(Records pointing to named objects)
- - - - -
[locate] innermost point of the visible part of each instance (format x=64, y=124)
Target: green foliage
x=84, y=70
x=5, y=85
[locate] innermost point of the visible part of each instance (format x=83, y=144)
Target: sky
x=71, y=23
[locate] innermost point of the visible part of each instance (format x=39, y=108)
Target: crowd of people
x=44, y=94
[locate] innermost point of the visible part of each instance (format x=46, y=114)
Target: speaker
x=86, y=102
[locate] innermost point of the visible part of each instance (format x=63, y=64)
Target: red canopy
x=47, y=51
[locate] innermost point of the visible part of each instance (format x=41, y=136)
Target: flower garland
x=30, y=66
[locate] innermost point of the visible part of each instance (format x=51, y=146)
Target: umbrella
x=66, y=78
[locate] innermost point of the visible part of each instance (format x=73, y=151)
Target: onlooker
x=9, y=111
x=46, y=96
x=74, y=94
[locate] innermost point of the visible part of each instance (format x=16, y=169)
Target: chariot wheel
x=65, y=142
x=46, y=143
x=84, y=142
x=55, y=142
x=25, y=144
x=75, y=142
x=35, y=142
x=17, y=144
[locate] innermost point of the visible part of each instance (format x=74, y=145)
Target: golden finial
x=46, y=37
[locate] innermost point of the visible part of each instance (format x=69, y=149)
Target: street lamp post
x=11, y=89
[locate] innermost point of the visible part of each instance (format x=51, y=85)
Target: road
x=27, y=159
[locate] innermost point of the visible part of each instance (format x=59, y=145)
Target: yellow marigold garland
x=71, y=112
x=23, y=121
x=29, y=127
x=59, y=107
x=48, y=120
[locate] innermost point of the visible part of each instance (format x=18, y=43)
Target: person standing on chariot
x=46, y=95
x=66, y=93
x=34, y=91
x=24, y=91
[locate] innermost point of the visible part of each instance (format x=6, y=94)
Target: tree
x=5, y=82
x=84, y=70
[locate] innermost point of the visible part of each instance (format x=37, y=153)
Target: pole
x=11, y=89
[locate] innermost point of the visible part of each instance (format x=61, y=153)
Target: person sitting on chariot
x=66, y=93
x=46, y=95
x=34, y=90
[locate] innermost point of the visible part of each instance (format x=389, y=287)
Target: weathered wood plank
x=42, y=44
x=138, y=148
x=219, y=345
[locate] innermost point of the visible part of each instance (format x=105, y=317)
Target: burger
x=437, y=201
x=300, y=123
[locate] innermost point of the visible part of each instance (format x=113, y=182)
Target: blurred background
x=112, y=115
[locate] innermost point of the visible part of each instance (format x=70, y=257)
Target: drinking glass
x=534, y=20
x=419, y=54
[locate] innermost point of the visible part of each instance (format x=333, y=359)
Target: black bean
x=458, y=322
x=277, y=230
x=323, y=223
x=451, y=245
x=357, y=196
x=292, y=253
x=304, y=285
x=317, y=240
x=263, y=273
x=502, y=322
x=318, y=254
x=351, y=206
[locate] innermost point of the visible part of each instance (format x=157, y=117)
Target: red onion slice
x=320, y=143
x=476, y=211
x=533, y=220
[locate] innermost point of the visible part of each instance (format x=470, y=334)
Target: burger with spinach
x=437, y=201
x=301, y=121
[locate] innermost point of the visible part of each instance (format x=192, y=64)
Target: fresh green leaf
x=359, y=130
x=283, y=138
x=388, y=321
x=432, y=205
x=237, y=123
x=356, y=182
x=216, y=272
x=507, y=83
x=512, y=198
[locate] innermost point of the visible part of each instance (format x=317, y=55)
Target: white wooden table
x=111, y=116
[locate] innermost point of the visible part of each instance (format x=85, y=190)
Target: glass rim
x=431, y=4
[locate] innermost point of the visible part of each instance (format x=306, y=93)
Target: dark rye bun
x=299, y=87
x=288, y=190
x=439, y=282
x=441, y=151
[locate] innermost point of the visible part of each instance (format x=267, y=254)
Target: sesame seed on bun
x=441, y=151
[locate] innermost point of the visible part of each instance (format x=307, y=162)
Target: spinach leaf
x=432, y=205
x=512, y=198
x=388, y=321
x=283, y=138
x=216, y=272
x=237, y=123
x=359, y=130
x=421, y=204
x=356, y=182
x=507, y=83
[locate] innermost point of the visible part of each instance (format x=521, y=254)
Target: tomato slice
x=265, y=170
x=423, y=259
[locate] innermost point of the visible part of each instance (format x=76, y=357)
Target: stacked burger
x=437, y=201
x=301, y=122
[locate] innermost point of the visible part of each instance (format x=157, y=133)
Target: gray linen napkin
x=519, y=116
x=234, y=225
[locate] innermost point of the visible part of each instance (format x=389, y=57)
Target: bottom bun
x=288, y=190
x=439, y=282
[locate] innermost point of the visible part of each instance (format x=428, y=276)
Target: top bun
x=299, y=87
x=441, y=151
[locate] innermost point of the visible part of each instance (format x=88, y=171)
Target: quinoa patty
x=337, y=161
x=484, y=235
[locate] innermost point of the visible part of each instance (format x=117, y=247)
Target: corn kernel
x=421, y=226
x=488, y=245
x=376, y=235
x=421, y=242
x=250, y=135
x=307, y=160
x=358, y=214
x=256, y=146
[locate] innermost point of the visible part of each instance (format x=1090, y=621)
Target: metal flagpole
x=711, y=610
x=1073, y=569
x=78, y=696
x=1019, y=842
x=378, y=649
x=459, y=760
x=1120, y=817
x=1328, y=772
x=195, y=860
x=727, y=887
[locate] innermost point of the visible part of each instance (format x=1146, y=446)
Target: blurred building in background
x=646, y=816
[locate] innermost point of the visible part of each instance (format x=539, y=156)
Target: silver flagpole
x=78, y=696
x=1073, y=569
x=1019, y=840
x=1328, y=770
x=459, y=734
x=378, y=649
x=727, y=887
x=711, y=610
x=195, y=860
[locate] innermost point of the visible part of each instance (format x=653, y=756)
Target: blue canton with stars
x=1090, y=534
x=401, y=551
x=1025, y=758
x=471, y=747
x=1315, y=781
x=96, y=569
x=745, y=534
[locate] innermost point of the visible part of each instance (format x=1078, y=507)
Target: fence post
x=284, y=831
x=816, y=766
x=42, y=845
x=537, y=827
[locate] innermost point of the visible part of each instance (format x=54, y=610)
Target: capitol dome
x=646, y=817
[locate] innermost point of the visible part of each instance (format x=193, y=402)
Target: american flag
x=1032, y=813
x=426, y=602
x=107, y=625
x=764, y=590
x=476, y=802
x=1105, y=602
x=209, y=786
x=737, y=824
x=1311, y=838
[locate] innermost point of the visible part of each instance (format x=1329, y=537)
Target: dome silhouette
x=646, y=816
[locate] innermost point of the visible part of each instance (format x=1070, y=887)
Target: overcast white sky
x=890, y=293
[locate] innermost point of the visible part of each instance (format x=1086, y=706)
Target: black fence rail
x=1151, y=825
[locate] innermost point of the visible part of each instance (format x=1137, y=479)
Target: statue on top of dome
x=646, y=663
- - - - -
The request: Rewrite all of the material above with every "innermost" changed to "most central", leaving everything else as it is.

Task response:
[locate] most central point of the visible part of each instance (format x=64, y=124)
Target: green foliage
x=84, y=70
x=5, y=85
[locate] most central point of the visible part of each instance (format x=83, y=144)
Target: sky
x=71, y=23
[locate] most central point of the visible part of each instance (format x=39, y=108)
Target: crowd of people
x=44, y=94
[locate] most central point of the visible part of each instance (format x=46, y=114)
Target: speaker
x=86, y=102
[locate] most central point of the visible part of each instance (format x=63, y=64)
Target: red canopy
x=47, y=51
[locate] most central point of the visible part of each instance (format x=41, y=136)
Target: flower garland
x=30, y=66
[locate] most central point of the visible part of each instance (format x=51, y=146)
Target: umbrella
x=66, y=78
[locate] most central point of the visible part of each instance (format x=73, y=151)
Target: onlooker
x=9, y=111
x=46, y=96
x=74, y=94
[locate] most central point of the visible part of each instance (format x=16, y=169)
Target: chariot wheel
x=65, y=142
x=46, y=143
x=84, y=142
x=55, y=142
x=25, y=144
x=75, y=142
x=35, y=142
x=17, y=144
[locate] most central point of the visible part of each instance (format x=74, y=145)
Target: golden finial
x=46, y=37
[locate] most central point of the visible part of each instance (format x=69, y=149)
Target: street lamp post
x=11, y=89
[locate] most central point of the visible part of each instance (format x=51, y=85)
Target: road
x=27, y=159
[locate] most central point of the visible part of each instance (format x=59, y=145)
Target: yellow marigold garland
x=71, y=112
x=23, y=121
x=29, y=127
x=59, y=107
x=48, y=120
[locate] most central point of the visible part of each instance (format x=18, y=43)
Target: person standing on chariot
x=46, y=95
x=66, y=93
x=34, y=91
x=24, y=91
[locate] most central point of the visible part of each instance (format x=6, y=94)
Target: tree
x=5, y=82
x=84, y=70
[locate] most central point of the visible part of each instance (format x=37, y=153)
Target: pole
x=11, y=89
[locate] most central point of the visible part of each instance (format x=61, y=153)
Target: person sitting on chariot
x=66, y=93
x=46, y=95
x=34, y=90
[locate] most central point of the visible part of each instance (format x=389, y=287)
Target: weathered wood plank
x=42, y=44
x=138, y=148
x=219, y=345
[locate] most central point of the visible part of each instance (format x=105, y=317)
Target: burger
x=437, y=201
x=300, y=123
[locate] most central point of the visible part of each instance (format x=113, y=182)
Target: blurred background
x=112, y=115
[locate] most central point of the visible part of each instance (format x=70, y=257)
Target: drinking glass
x=534, y=20
x=419, y=54
[locate] most central point of the visible part of each instance (format x=333, y=359)
Target: black bean
x=458, y=322
x=277, y=230
x=323, y=223
x=451, y=245
x=357, y=196
x=292, y=253
x=304, y=285
x=317, y=240
x=263, y=273
x=502, y=322
x=318, y=254
x=351, y=206
[locate] most central point of the visible part of each instance (format x=157, y=117)
Target: red onion slice
x=320, y=143
x=476, y=211
x=533, y=220
[locate] most central point of the visible part of each instance (format x=470, y=334)
Target: burger with spinach
x=437, y=201
x=301, y=121
[locate] most central point of the visible part of each instance (format x=192, y=64)
Target: fresh green leaf
x=359, y=130
x=283, y=138
x=388, y=321
x=432, y=205
x=237, y=123
x=356, y=182
x=216, y=272
x=507, y=83
x=512, y=198
[locate] most central point of the visible part of each instance (format x=317, y=55)
Target: white wooden table
x=111, y=116
[locate] most central point of the visible part of each instance (format x=85, y=190)
Target: glass rim
x=431, y=4
[locate] most central point of the visible part of each instance (format x=306, y=93)
Target: dark rye bun
x=299, y=87
x=288, y=190
x=439, y=282
x=441, y=151
[locate] most central point of the visible part of each instance (format x=267, y=254)
Target: sesame seed on bun
x=441, y=151
[locate] most central point of the visible part of each instance (format x=307, y=162)
Target: spinach leaf
x=432, y=205
x=512, y=198
x=388, y=321
x=283, y=138
x=216, y=272
x=237, y=123
x=359, y=130
x=421, y=204
x=356, y=182
x=507, y=83
[locate] most central point of the visible part of each instance (format x=521, y=254)
Target: tomato slice
x=265, y=170
x=423, y=259
[locate] most central point of the visible part of each instance (format x=76, y=357)
Target: stacked burger
x=437, y=201
x=301, y=122
[locate] most central point of the visible part of each instance (format x=157, y=133)
Target: gray linen napkin
x=519, y=116
x=234, y=225
[locate] most central point of the visible part of each instance (format x=389, y=57)
Target: bottom bun
x=288, y=190
x=439, y=282
[locate] most central point of the visible part of each instance (format x=428, y=276)
Target: top bun
x=299, y=87
x=441, y=151
[locate] most central point of the visible part of each instance (format x=88, y=171)
Target: quinoa patty
x=337, y=161
x=484, y=235
[locate] most central point of the visible part of each instance (format x=117, y=247)
Target: corn kernel
x=421, y=226
x=488, y=245
x=376, y=235
x=421, y=242
x=250, y=135
x=307, y=160
x=358, y=214
x=256, y=146
[locate] most central point of the visible part of each instance (format x=1090, y=621)
Target: metal flagpole
x=711, y=610
x=1073, y=569
x=78, y=696
x=1019, y=842
x=378, y=649
x=459, y=760
x=1120, y=817
x=1328, y=772
x=195, y=860
x=727, y=887
[locate] most central point of the visible part of each instance (format x=1146, y=446)
Target: blurred building in background
x=646, y=816
[locate] most central point of the visible part of each instance (format x=539, y=156)
Target: silver flagpole
x=78, y=696
x=1073, y=569
x=1019, y=840
x=1328, y=770
x=459, y=734
x=378, y=649
x=727, y=887
x=711, y=610
x=195, y=860
[locate] most central point of the visible part of each instance (format x=653, y=756)
Target: blue canton with stars
x=1090, y=534
x=401, y=551
x=1025, y=758
x=471, y=747
x=1315, y=781
x=96, y=569
x=745, y=534
[locate] most central point of the visible part of each instance (format x=1078, y=507)
Target: fence post
x=284, y=831
x=816, y=766
x=42, y=845
x=537, y=827
[locate] most central point of the visible part of each instance (format x=54, y=610)
Target: capitol dome
x=646, y=817
[locate] most central point of the visible part of each instance (format x=193, y=402)
Target: american flag
x=1032, y=813
x=426, y=602
x=107, y=625
x=764, y=590
x=476, y=802
x=1105, y=602
x=209, y=786
x=737, y=824
x=1311, y=838
[locate] most central point of the visible part of each instance (format x=1329, y=537)
Target: dome silhouette
x=646, y=816
[locate] most central point of the visible part of each instance (format x=1070, y=887)
Target: overcast white sky
x=890, y=293
[locate] most central point of the visible part of each instance (format x=1086, y=706)
Target: black fence rail
x=1151, y=825
[locate] most central point of the visible part of each instance (format x=1137, y=479)
Target: statue on top of dome
x=646, y=663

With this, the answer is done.